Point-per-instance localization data
---------------
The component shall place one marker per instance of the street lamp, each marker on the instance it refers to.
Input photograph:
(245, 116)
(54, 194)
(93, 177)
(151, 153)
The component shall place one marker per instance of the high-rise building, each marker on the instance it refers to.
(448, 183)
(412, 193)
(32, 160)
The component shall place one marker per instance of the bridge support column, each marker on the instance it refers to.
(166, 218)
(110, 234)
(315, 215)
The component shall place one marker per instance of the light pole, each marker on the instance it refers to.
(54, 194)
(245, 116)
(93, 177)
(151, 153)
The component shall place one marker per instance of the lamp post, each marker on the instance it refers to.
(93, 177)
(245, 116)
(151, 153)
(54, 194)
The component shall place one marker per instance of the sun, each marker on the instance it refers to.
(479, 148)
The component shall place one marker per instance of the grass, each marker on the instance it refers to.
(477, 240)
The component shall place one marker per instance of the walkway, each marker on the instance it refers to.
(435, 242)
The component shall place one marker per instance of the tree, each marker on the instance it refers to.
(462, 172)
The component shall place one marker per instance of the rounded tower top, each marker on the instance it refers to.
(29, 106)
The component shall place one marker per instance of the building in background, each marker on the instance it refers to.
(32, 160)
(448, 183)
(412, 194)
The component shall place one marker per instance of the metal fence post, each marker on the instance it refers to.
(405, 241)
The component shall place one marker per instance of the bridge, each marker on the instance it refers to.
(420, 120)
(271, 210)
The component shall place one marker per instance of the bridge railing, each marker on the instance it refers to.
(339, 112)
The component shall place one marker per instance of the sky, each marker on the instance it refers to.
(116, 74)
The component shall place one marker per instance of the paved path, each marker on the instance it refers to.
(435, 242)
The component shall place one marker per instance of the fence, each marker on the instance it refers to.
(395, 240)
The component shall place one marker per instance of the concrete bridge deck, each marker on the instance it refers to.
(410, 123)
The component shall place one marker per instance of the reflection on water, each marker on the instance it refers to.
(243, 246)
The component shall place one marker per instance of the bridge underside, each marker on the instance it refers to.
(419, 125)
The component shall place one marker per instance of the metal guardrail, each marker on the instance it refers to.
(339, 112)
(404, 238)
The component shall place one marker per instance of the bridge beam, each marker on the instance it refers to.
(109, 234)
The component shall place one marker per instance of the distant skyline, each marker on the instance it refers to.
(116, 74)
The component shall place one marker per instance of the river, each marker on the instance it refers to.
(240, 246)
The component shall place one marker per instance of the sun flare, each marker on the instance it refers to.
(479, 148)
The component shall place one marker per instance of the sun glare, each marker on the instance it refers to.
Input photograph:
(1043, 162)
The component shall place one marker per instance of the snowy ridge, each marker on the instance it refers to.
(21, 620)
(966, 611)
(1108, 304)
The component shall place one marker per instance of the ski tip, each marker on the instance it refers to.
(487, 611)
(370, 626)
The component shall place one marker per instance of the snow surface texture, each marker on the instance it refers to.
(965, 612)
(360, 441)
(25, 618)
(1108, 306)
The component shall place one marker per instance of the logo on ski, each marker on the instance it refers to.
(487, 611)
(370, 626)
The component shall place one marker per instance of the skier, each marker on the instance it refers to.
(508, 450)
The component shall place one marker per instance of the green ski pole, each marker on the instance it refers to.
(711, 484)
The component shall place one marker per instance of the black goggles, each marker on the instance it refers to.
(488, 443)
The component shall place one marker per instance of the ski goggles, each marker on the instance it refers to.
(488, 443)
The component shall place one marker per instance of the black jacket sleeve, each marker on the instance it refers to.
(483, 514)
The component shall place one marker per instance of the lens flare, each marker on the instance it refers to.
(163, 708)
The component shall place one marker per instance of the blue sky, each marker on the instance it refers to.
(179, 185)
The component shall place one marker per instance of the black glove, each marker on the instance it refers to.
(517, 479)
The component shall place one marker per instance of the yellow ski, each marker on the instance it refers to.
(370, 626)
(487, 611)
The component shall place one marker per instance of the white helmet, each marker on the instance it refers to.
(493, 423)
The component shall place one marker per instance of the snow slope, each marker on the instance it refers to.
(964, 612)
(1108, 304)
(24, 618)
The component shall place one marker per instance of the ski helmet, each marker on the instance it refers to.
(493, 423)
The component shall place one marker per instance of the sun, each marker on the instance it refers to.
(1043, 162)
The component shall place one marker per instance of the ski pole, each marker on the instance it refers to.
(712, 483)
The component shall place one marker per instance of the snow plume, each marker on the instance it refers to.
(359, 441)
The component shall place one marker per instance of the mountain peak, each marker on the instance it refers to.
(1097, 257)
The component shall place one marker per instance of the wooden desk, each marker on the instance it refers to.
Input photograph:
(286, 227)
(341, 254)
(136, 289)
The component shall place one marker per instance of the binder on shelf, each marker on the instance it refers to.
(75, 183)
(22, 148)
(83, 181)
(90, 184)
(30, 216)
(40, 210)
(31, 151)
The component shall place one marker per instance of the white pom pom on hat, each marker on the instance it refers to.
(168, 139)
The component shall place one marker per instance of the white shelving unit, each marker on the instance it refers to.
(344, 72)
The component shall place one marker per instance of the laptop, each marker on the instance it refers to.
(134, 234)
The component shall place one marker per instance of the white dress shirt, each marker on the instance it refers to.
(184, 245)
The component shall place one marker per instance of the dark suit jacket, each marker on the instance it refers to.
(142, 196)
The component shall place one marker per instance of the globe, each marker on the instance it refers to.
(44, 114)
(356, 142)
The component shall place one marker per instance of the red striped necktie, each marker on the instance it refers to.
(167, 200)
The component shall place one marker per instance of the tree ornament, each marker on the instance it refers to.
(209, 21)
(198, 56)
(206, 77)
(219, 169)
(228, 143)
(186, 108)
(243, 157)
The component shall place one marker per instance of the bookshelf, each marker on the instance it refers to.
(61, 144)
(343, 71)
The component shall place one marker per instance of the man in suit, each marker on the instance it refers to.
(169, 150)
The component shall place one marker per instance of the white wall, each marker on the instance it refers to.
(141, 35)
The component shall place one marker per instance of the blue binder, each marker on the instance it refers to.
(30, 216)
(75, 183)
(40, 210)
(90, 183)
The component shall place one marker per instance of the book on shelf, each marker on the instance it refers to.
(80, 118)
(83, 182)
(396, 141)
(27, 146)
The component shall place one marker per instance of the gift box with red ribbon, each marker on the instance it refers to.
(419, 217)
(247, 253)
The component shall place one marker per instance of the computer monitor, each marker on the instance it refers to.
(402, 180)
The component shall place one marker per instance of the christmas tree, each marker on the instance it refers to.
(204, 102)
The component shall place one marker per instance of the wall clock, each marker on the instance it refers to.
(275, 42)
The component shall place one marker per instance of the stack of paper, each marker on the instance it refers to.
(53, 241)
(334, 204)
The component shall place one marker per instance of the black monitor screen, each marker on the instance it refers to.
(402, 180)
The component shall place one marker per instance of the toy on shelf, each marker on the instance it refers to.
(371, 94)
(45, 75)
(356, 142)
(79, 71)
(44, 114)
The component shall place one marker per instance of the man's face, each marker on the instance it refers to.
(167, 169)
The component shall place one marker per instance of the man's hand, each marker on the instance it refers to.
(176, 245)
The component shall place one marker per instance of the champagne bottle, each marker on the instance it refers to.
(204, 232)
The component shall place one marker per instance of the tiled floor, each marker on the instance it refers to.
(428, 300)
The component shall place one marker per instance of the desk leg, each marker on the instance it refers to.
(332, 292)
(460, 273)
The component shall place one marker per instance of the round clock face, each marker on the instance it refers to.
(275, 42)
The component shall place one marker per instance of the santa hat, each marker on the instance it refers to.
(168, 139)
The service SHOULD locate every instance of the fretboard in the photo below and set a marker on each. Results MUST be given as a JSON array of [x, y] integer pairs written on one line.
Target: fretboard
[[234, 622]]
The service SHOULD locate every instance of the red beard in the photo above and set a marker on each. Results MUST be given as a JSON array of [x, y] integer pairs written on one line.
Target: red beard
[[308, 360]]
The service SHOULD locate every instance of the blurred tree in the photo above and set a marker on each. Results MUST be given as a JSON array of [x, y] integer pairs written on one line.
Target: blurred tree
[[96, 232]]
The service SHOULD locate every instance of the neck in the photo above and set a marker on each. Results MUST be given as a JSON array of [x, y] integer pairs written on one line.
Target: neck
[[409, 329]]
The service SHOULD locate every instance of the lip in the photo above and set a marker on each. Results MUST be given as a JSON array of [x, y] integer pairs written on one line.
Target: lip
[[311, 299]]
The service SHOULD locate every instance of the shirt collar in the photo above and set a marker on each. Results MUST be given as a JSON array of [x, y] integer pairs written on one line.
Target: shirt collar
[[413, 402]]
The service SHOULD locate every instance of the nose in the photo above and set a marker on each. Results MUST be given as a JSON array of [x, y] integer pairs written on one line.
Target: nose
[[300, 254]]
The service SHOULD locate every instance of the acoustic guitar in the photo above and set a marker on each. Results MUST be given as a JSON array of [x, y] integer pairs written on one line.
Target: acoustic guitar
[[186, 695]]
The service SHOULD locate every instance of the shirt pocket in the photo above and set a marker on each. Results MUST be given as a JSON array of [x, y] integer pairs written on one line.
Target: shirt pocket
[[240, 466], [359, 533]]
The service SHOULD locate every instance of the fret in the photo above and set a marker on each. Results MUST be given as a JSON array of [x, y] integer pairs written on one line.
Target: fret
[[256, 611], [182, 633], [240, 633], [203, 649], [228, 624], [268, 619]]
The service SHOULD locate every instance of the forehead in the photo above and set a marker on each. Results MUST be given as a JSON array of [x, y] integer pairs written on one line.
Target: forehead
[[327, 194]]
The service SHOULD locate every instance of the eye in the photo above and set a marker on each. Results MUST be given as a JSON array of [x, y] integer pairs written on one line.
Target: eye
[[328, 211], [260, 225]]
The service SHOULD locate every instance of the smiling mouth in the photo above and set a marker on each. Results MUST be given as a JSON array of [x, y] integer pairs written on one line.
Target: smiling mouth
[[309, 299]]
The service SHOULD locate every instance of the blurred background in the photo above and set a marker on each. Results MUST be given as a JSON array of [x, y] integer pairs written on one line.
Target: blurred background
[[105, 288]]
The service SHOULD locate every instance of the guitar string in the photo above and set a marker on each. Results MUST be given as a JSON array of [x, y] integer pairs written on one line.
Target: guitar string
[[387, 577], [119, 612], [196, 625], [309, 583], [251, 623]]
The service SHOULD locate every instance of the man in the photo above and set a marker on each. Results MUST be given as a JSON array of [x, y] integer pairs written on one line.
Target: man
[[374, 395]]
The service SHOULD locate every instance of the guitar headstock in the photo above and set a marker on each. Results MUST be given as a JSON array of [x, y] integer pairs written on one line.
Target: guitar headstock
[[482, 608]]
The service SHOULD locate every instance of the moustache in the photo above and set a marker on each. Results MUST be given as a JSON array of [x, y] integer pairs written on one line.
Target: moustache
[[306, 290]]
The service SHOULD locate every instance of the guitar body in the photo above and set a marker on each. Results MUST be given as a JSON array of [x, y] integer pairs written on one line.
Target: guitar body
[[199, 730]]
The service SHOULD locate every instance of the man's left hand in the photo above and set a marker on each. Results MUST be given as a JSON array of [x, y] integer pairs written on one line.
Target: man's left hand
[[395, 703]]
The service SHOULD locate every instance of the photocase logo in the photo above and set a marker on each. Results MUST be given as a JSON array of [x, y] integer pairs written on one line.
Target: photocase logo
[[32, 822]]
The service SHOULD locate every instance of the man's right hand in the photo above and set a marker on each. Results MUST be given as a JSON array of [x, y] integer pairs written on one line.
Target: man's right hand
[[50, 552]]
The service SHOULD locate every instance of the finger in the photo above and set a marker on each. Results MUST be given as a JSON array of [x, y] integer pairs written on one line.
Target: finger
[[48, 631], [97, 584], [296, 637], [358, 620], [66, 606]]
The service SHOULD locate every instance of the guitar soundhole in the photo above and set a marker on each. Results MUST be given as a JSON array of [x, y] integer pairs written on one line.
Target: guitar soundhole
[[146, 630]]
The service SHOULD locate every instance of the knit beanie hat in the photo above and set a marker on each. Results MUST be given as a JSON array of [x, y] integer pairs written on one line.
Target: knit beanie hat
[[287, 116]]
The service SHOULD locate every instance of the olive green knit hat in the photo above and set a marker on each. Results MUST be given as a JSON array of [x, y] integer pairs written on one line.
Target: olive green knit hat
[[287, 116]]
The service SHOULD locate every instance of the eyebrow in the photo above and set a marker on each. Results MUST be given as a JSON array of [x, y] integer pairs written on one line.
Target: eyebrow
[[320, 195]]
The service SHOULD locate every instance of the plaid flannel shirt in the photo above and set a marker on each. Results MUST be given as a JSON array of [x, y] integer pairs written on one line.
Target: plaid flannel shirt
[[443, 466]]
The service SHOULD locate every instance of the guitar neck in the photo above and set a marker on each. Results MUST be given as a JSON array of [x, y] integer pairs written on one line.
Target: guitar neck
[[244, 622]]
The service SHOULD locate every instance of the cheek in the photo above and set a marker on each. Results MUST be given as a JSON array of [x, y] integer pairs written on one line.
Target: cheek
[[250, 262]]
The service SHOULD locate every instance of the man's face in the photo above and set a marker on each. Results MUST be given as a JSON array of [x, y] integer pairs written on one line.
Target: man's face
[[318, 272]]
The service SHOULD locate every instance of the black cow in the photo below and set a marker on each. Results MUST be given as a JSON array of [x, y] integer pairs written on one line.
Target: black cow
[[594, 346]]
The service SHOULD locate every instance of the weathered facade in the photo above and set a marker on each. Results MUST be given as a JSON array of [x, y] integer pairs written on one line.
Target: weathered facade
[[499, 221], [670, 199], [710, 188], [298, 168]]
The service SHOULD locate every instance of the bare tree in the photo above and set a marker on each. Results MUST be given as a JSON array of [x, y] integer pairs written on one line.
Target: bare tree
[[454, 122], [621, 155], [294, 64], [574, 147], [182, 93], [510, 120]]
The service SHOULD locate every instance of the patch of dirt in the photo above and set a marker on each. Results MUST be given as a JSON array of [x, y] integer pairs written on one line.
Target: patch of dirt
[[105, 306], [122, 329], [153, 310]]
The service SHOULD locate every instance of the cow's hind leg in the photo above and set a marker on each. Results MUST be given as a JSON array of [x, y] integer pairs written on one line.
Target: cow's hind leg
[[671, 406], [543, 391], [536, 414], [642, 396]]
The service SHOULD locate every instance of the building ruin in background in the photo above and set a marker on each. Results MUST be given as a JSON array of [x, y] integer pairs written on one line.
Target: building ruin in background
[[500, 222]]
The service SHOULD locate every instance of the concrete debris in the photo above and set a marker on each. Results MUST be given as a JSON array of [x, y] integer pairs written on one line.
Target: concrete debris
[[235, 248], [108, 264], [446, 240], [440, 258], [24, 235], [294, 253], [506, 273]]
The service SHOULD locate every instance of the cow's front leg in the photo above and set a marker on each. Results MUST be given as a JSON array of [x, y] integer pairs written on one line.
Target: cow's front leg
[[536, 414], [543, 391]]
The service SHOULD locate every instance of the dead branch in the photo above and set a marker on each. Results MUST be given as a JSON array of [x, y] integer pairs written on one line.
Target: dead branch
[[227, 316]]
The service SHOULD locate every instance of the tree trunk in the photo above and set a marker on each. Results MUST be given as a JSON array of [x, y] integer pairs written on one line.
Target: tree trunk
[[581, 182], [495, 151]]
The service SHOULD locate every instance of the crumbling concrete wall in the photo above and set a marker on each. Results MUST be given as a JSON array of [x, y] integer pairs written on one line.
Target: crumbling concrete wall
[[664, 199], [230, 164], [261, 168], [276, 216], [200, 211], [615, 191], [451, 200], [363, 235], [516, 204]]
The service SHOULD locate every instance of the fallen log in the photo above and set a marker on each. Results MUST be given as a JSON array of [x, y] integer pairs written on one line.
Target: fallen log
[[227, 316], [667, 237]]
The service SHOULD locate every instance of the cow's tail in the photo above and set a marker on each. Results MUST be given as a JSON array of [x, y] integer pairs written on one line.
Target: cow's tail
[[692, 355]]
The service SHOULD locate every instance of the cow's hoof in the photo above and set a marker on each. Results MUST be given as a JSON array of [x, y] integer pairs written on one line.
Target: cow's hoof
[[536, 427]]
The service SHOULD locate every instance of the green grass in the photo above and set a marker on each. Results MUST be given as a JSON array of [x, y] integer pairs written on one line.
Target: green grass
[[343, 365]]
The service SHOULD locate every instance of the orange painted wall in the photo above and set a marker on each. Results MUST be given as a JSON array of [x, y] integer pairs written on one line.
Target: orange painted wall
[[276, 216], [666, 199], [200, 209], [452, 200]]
---------------
→ What is being asked
Using the entries above, give again exactly the lines from the line holding "Target: cow's front leg" through the line holding "The service SHOULD locate every instance of the tree". Include both end lines and nothing else.

→ Response
Target: cow's front leg
[[536, 414], [543, 391]]
The service SHOULD locate every instance of the dead branch in the photo above and set a marker on each. Results MUST be given as a JSON array of [x, y] integer pairs written on one line.
Target: dead branch
[[227, 316]]
The service SHOULD locate every instance of the tree trunk in the photo above and set a marker on each. Results MUST be given as a JSON array of [x, y] integer pairs written on one line.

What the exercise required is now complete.